**Problem description:** The full listing below must be printed exactly, word for word.

══ Supplied data

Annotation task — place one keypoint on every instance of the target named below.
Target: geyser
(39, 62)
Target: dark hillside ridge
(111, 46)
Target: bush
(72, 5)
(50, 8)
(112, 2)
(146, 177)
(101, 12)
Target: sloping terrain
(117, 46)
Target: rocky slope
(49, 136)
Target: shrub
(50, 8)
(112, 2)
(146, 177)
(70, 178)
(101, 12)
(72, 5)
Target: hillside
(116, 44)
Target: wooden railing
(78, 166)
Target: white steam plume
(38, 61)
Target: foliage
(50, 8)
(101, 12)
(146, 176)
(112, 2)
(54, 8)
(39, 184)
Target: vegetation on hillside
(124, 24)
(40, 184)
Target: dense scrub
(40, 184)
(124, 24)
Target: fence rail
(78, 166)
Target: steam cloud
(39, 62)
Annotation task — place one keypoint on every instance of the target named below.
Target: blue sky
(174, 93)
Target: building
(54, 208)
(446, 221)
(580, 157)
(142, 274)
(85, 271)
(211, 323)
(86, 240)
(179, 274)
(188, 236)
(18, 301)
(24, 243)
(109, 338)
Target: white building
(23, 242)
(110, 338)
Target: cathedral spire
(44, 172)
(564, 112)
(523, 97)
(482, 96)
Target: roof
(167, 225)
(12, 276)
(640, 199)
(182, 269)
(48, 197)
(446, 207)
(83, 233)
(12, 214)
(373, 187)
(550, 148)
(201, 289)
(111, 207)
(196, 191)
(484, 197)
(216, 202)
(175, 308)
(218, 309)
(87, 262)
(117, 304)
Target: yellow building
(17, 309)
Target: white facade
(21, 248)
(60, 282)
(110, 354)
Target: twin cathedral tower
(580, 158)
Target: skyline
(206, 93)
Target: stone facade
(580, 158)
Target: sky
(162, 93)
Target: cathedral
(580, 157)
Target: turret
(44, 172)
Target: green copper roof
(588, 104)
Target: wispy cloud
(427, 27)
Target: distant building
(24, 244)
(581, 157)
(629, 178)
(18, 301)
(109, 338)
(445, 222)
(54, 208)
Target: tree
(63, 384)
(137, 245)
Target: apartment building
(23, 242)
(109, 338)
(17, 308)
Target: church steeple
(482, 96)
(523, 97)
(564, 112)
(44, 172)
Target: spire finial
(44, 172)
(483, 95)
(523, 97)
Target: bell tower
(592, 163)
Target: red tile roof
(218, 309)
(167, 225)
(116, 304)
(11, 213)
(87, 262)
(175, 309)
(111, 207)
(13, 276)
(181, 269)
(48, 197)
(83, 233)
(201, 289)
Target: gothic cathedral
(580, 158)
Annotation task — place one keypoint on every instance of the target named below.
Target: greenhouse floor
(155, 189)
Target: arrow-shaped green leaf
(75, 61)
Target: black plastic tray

════

**Solution to this problem:**
Annotation task — place one keypoint on every instance of the target named below.
Target: geyser
(39, 62)
Target: dark hillside ridge
(111, 46)
Target: bush
(72, 5)
(50, 8)
(112, 2)
(146, 177)
(101, 12)
Target: sloping terrain
(117, 46)
Target: rocky slope
(49, 136)
Target: shrub
(50, 8)
(112, 2)
(146, 177)
(70, 178)
(101, 12)
(72, 5)
Target: hillside
(116, 44)
Target: wooden railing
(78, 166)
Target: white steam plume
(38, 61)
Target: foliage
(50, 8)
(101, 12)
(146, 176)
(112, 2)
(54, 8)
(39, 184)
Target: vegetation on hillside
(124, 24)
(40, 184)
Target: dense scrub
(40, 184)
(124, 24)
Target: fence rail
(78, 166)
Target: steam cloud
(39, 62)
Annotation task — place one keypoint on every instance of the target named below.
Target: blue sky
(174, 93)
Target: building
(54, 208)
(446, 221)
(580, 157)
(142, 274)
(85, 271)
(211, 323)
(86, 240)
(179, 274)
(188, 236)
(18, 301)
(24, 243)
(109, 338)
Target: white building
(23, 242)
(110, 338)
Target: cathedral spire
(44, 172)
(564, 112)
(523, 97)
(482, 96)
Target: roof
(167, 225)
(12, 276)
(640, 199)
(182, 269)
(48, 197)
(446, 207)
(83, 233)
(12, 214)
(373, 187)
(550, 148)
(201, 289)
(111, 207)
(196, 191)
(484, 197)
(216, 202)
(175, 308)
(218, 309)
(87, 262)
(117, 304)
Target: yellow building
(17, 309)
Target: white facade
(21, 248)
(60, 282)
(110, 354)
Target: twin cathedral tower
(580, 158)
Target: skyline
(206, 93)
Target: stone facade
(580, 158)
Target: sky
(162, 93)
Target: cathedral
(580, 157)
Target: turret
(44, 172)
Target: green copper roof
(588, 104)
Target: wispy cloud
(427, 27)
Target: distant building
(24, 244)
(581, 157)
(629, 178)
(18, 301)
(109, 338)
(445, 222)
(54, 208)
Target: tree
(63, 384)
(137, 245)
Target: apartment building
(23, 242)
(109, 338)
(17, 308)
Target: church steeple
(482, 96)
(523, 97)
(564, 112)
(44, 172)
Target: spire finial
(44, 172)
(483, 95)
(523, 97)
Target: bell tower
(592, 163)
Target: red tile roof
(218, 309)
(167, 225)
(116, 304)
(11, 213)
(87, 262)
(175, 309)
(111, 207)
(13, 276)
(181, 269)
(48, 197)
(83, 233)
(201, 289)
Target: gothic cathedral
(580, 158)
Annotation task — place one keypoint on every instance of the target named below.
Target: greenhouse floor
(155, 189)
Target: arrow-shaped green leaf
(75, 61)
Target: black plastic tray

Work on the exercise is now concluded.